*** SUPPLIED INFORMATION ***

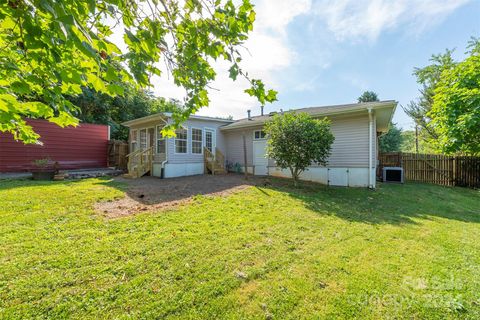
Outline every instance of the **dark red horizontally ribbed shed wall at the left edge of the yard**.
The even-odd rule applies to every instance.
[[[27,171],[37,159],[58,161],[60,169],[107,166],[108,126],[82,123],[61,128],[46,120],[27,120],[42,145],[25,145],[11,134],[0,133],[0,172]]]

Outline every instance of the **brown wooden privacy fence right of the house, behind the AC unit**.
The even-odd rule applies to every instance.
[[[480,157],[382,153],[379,155],[379,176],[383,167],[402,167],[405,181],[480,188]]]

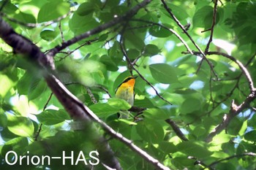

*** End of SUPPLIED INFORMATION ***

* _REQUIRED WORK_: Copy the material above exactly and drop the pictures.

* _RESPONSE TO THIS EXERCISE_:
Outline every instance of the **dark red horizontally ribbed shed wall at the left edge of the yard**.
The even-odd rule applies to every instance.
[[[27,171],[37,159],[58,161],[60,169],[107,166],[108,126],[82,123],[61,128],[46,120],[27,120],[42,145],[25,145],[11,134],[0,133],[0,172]]]

Outline every instance of the **brown wooden privacy fence right of the house, behind the AC unit**.
The even-odd rule applies to every instance.
[[[480,157],[382,153],[379,155],[379,176],[383,167],[402,167],[405,181],[480,188]]]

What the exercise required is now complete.